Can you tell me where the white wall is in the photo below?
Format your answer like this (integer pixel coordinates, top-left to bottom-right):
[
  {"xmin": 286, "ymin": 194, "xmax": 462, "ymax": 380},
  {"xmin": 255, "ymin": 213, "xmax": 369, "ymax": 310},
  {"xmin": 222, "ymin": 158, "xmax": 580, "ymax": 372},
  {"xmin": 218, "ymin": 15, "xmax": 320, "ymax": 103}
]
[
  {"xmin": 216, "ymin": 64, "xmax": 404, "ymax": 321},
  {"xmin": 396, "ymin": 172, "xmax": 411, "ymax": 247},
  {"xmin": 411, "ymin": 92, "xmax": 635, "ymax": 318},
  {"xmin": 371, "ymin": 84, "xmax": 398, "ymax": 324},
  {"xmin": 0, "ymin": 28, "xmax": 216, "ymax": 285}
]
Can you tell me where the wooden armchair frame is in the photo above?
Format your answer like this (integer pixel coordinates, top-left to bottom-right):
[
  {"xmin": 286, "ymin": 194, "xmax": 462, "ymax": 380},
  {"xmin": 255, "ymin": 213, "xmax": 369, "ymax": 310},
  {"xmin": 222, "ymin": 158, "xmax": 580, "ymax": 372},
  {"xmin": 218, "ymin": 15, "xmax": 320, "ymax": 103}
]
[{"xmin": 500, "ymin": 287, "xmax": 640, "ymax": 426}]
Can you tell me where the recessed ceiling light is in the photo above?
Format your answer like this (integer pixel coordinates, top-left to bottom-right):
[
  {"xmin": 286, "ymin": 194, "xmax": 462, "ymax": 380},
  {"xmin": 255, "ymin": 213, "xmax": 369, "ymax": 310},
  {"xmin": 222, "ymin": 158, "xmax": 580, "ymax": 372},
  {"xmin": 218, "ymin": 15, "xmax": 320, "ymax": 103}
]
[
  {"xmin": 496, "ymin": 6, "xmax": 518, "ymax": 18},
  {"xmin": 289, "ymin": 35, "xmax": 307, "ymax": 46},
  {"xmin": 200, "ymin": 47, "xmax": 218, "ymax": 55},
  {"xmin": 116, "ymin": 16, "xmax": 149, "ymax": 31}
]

_ _ _ _ _

Please return the lines of the material unchanged, starting at the line that contains "Can you tell me where the recessed" and ending at the final line of the material, with both of those lines included.

_Task response_
Can you tell me where the recessed ceiling light is in the photo above?
Format your answer like this (integer pixel coordinates, top-left to bottom-right):
[
  {"xmin": 286, "ymin": 194, "xmax": 462, "ymax": 380},
  {"xmin": 255, "ymin": 213, "xmax": 369, "ymax": 310},
  {"xmin": 222, "ymin": 158, "xmax": 580, "ymax": 372},
  {"xmin": 218, "ymin": 15, "xmax": 320, "ymax": 103}
]
[
  {"xmin": 496, "ymin": 6, "xmax": 518, "ymax": 18},
  {"xmin": 289, "ymin": 35, "xmax": 307, "ymax": 46},
  {"xmin": 200, "ymin": 47, "xmax": 218, "ymax": 55},
  {"xmin": 116, "ymin": 16, "xmax": 149, "ymax": 31}
]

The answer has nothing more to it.